— Passage provided —

↓↓↓

5. Performance, Scalability, and Computational Considerations

HTS success depends on leveraging cost-efficient simulation strategies and scalable algorithms:

Job Management: Automated orchestration across HPC clusters, with modular pipelines for structure generation, input preparation, error checking, and post-processing (often via python tools such as pymatgen, custodian, CROW).
Approximate Methods: Restricting expensive calculations (e.g., GW, HSE06, full Brillouin-zone EPC) to pre-filtered candidates; using ML surrogates, analytical descriptors, or fast proxies to triage the library early (Sahni et al., 2019, Baumann et al., 11 Mar 2026).
Statistical Model Scalability: Hierarchical Bayes models and penalized regression (Lasso) scale linearly in number of screened wells or compounds, with careful truncation levels (H, K) for mixture components ensuring computational tractability even for millions of candidates (Shterev et al., 2017, Smucker et al., 2024).

↑↑↑

— Parts of the exercise —
[a] Edit the passage on performance, scalability, and computational considerations by reproducing the part that opens with "5. Performance, Scalability, and" and closes with "11 Mar 2026).", replacing "orchestration" with "coordination".
[b] Answer these questions about the passage on performance, scalability, and computational considerations:
(i) Which Python tools are named for job management?
(ii) Which penalized regression method is named?
(iii) Which expensive calculations are restricted to pre-filtered candidates?
[c] Write the next part of the passage on performance, scalability, and computational considerations, starting after its last sentence.

— Input data —
↓↓↓

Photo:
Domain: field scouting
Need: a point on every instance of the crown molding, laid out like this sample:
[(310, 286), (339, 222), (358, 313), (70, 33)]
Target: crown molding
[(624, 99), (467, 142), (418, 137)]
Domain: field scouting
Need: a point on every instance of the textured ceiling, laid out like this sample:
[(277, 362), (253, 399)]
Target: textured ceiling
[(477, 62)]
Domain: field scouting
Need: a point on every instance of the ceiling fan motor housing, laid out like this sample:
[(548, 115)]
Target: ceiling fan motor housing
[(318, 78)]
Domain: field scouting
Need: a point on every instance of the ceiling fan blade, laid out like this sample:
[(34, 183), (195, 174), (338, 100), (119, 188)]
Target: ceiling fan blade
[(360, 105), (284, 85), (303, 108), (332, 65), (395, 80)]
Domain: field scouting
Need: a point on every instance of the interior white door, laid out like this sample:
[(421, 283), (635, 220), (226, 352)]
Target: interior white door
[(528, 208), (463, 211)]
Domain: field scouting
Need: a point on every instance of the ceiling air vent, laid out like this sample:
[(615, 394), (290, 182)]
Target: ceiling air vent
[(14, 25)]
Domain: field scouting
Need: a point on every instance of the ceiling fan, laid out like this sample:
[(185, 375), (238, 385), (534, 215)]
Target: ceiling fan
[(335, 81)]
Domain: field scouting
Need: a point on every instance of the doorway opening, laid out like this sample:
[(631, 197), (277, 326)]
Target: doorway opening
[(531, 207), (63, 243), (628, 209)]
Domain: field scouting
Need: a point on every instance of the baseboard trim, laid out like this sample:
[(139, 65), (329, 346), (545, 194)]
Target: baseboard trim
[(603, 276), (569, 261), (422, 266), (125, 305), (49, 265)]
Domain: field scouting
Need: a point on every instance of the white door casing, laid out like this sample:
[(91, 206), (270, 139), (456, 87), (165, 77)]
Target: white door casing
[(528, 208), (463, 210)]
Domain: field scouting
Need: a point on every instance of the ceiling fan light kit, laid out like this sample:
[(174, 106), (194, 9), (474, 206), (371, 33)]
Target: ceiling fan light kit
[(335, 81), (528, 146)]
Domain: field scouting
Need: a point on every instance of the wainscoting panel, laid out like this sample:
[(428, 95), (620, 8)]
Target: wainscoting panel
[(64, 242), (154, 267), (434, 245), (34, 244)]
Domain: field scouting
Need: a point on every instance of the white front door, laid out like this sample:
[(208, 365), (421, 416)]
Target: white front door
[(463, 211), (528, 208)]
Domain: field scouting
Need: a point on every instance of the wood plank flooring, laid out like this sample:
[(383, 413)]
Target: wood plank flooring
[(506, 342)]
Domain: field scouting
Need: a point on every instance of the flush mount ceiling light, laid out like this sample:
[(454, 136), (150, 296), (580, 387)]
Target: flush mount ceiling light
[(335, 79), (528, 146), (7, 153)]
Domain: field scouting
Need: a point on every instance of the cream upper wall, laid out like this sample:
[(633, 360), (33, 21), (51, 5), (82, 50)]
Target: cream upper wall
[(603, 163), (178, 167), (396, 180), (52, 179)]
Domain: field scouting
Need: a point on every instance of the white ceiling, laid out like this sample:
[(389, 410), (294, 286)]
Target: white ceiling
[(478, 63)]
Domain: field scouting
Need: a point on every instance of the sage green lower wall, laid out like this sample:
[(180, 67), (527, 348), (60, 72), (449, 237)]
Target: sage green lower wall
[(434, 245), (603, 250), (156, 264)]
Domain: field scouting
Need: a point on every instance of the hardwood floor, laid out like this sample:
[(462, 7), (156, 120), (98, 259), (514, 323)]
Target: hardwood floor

↑↑↑

— Your responses —
[a]
5. Performance, Scalability, and Computational Considerations

HTS success depends on leveraging cost-efficient simulation strategies and scalable algorithms:

Job Management: Automated coordination across HPC clusters, with modular pipelines for structure generation, input preparation, error checking, and post-processing (often via python tools such as pymatgen, custodian, CROW).
Approximate Methods: Restricting expensive calculations (e.g., GW, HSE06, full Brillouin-zone EPC) to pre-filtered candidates; using ML surrogates, analytical descriptors, or fast proxies to triage the library early (Sahni et al., 2019, Baumann et al., 11 Mar 2026).

[b]
(i) pymatgen, custodian, and CROW
(ii) Lasso
(iii) GW, HSE06, and full Brillouin-zone EPC

[c]
Acceleration Examples: ML bond-length surrogates reduce DFT relaxations required by up to 8× (Baumann et al., 11 Mar 2026); SeA hybrid DFT methods yield 8×–80× speedups over conventional EXX for potentials and ML-force field generation (Ko et al., 2022).

6. Statistical, Machine Learning, and Design Aspects

HTS increasingly integrates contemporary statistical learning for both design and analysis:

Design Optimization: SSDs and other factorial/pooling designs are optimized for information content (minimum UE(s²)), balancing throughput and resource constraints (e.g., per-well limits in biological HTS) (Smucker et al., 2024).
Hit Identification and FDR Control: Bayesian posterior inference, penalized regression (elastic net, λ-specific Lasso), and cross-validation are standard in modern HTS pipelines for robust hit calling and error rate control (Shterev et al., 2017, Smucker et al., 18 Feb 2026).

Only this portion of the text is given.